__TO BE DONE__: Repeat exactly, and only, the lines from the one holding "drop a point: the coat sleeve" through the last line of the records below.

__INPUT DATA__:
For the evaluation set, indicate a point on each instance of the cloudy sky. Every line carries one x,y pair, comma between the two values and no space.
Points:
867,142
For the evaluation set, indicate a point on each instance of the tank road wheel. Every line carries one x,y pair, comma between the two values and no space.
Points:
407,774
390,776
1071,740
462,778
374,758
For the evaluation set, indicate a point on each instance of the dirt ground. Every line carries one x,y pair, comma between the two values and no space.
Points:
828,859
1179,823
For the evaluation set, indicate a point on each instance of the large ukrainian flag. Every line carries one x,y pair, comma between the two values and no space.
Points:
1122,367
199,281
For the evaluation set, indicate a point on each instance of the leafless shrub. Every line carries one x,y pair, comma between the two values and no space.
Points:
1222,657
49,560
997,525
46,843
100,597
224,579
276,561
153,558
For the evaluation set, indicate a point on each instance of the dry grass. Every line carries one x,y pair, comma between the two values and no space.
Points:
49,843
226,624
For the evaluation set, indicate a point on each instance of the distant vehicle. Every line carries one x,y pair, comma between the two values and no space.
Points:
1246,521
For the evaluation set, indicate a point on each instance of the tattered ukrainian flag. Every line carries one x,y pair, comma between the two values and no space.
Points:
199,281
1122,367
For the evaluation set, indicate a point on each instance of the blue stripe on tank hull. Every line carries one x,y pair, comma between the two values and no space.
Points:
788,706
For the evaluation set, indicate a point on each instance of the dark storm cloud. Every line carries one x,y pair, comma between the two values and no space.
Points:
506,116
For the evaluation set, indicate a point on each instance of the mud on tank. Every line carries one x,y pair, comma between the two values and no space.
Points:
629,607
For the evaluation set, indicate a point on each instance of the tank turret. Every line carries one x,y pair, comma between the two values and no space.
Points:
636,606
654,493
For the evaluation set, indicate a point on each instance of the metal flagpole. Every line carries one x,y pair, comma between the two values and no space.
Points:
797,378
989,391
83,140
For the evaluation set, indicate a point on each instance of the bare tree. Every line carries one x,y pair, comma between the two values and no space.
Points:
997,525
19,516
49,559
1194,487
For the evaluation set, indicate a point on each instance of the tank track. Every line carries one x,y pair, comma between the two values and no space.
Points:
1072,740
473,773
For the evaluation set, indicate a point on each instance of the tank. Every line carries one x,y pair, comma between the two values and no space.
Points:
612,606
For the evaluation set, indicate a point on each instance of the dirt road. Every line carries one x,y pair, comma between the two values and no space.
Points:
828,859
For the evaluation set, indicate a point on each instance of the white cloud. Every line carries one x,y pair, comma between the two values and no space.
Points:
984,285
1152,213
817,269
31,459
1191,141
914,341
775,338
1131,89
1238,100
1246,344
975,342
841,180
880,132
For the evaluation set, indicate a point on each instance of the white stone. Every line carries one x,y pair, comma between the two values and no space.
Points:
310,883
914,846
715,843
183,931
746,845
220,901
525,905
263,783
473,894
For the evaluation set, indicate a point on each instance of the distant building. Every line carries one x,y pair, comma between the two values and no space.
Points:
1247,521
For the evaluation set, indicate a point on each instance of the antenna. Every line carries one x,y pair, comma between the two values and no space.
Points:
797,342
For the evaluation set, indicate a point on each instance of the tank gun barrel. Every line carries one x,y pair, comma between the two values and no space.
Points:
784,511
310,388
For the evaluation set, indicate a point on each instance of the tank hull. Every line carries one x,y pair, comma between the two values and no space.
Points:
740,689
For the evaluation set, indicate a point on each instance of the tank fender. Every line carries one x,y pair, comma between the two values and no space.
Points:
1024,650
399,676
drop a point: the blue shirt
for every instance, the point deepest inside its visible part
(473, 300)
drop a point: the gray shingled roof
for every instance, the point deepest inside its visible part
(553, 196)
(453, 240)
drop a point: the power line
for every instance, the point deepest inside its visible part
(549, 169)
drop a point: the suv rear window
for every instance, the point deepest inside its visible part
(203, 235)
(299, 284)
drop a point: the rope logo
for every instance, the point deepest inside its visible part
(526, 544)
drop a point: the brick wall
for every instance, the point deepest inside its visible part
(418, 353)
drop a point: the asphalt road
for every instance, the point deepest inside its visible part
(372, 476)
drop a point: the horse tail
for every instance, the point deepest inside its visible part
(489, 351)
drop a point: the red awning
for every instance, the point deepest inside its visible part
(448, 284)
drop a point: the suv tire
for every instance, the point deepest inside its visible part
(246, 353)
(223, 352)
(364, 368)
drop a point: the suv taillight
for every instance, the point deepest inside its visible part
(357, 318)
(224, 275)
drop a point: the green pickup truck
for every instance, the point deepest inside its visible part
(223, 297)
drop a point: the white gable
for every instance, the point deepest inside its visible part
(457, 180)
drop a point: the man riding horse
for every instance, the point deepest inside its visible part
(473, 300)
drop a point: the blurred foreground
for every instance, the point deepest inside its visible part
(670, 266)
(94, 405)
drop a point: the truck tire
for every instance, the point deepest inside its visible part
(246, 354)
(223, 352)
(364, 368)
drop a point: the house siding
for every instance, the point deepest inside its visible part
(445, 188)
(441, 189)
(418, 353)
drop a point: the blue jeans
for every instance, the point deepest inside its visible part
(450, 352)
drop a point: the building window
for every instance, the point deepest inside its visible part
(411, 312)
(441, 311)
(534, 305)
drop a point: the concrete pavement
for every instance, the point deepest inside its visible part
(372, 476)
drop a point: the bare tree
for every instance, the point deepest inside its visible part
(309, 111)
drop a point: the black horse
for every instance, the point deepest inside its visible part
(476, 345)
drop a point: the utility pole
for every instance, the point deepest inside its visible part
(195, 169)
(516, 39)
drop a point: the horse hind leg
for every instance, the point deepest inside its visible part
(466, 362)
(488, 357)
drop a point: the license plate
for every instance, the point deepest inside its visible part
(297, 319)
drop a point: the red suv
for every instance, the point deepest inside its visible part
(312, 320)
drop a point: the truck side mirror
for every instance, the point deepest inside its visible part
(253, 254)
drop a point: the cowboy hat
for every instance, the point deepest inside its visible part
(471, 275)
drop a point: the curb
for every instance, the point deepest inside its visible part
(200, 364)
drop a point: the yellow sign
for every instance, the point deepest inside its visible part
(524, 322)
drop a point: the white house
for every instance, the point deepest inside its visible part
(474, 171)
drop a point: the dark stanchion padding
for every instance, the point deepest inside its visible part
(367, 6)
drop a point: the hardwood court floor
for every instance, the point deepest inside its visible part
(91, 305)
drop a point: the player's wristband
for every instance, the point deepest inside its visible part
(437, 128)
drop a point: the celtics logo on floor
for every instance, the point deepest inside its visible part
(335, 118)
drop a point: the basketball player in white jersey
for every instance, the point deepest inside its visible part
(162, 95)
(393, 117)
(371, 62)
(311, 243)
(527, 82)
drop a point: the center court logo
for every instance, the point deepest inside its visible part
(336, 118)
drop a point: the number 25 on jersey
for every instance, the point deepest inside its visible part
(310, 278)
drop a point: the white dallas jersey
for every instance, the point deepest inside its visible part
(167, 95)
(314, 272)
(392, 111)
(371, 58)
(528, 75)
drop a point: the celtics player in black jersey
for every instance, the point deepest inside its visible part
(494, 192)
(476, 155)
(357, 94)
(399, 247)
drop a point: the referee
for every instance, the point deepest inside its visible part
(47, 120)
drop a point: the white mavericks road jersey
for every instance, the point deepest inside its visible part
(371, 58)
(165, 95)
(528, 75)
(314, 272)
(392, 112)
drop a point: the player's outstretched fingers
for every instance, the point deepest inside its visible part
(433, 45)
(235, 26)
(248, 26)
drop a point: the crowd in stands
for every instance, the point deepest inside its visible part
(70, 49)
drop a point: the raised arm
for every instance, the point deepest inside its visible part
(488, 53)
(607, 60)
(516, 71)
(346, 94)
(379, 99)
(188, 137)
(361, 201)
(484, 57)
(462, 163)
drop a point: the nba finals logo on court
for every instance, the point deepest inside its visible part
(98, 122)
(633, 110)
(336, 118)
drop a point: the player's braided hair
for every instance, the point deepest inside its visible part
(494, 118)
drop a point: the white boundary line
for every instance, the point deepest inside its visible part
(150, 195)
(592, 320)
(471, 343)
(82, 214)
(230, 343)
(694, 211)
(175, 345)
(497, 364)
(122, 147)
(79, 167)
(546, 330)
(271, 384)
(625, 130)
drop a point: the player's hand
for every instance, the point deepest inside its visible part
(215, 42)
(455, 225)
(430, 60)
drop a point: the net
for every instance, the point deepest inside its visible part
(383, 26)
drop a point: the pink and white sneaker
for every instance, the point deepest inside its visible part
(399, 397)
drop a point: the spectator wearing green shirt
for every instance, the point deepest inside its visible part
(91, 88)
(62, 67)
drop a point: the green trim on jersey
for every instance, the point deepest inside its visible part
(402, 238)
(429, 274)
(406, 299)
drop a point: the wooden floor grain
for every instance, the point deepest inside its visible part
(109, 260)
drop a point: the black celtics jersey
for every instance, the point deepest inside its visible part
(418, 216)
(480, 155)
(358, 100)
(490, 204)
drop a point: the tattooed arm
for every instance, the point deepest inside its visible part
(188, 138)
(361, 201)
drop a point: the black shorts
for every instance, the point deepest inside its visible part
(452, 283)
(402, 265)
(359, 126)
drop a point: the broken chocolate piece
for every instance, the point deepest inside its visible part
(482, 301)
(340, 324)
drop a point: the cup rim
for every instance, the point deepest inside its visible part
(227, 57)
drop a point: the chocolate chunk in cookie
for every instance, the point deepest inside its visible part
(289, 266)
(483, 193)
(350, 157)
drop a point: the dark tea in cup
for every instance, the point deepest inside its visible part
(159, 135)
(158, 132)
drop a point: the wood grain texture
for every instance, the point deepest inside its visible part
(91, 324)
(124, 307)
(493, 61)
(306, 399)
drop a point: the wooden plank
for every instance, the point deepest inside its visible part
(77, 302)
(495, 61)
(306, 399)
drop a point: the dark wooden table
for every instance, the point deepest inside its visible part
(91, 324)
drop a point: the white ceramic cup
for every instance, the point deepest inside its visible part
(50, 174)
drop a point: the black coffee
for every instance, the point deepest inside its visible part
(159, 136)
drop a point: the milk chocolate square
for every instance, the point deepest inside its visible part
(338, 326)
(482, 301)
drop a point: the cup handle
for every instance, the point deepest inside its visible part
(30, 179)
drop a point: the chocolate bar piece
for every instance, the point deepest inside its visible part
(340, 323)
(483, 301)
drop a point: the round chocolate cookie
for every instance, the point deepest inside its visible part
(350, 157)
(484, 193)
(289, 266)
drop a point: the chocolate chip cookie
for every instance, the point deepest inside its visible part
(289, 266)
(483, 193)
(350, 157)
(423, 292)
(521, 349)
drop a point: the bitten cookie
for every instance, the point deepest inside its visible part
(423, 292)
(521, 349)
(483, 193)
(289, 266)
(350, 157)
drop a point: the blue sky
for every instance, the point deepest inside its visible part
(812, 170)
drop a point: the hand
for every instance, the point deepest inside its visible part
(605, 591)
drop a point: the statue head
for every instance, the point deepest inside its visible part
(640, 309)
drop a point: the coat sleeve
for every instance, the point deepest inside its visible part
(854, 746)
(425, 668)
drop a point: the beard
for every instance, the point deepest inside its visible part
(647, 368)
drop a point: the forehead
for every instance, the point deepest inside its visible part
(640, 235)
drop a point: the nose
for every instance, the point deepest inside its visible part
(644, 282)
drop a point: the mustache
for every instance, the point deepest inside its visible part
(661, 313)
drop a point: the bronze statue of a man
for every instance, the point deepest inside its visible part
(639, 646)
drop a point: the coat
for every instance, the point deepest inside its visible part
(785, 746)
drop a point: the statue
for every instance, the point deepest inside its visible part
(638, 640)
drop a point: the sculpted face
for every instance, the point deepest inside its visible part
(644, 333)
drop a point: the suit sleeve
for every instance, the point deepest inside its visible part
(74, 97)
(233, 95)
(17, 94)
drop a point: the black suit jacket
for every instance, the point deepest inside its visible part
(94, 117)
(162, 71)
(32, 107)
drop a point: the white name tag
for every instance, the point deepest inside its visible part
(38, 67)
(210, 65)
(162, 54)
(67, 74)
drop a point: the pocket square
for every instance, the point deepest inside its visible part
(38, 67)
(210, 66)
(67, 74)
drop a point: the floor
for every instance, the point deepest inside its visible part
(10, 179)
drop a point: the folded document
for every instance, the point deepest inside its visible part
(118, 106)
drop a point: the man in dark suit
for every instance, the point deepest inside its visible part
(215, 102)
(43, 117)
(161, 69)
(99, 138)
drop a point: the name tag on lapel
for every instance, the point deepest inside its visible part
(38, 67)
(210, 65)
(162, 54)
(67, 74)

__FULL OUTPUT__:
drop a point: the coat sleeve
for every instance, the point deepest inside its visible part
(854, 746)
(425, 668)
drop a point: the beard
for every instance, the point deepest inside its visible part
(647, 368)
drop a point: the forehead
for every instance, the point deepest inside its visible part
(640, 235)
drop a point: the nose
for every instance, the point deepest inside its visible part
(644, 282)
drop a point: the mustache
for every instance, the point deepest inside its visible part
(661, 313)
drop a point: the bronze statue of a man
for every instance, the point deepest inside its visible part
(639, 646)
drop a point: the coat
for every instance, the point deepest inside its visible part
(785, 746)
drop a point: the statue
for every instance, the point deepest inside its visible part
(638, 640)
drop a point: the sculpted face
for every instance, the point deepest inside its visible part
(644, 333)
drop a point: the suit sleeve
for every instance, the point deepest inside its visible part
(74, 97)
(233, 95)
(17, 94)
drop a point: the black suit jacket
for every instance, the point deepest inside its visible part
(94, 117)
(162, 71)
(32, 107)
drop a point: the white name tag
for every instance, the point deepest inside its visible part
(38, 67)
(210, 65)
(162, 54)
(67, 74)
drop a point: the pocket square
for every instance, the point deepest inside its visible part
(38, 67)
(210, 66)
(67, 74)
drop a point: the floor
for every instance, the point deepest inside its visible part
(10, 179)
drop a point: the folded document
for every instance, the point deepest inside its visible part
(118, 106)
drop a point: the man in dark suit
for every instance, the point deepest inside its visible part
(215, 102)
(43, 117)
(161, 69)
(99, 138)
drop a point: the name tag on lapel
for every instance, the point deepest inside its visible part
(38, 67)
(210, 65)
(162, 54)
(67, 74)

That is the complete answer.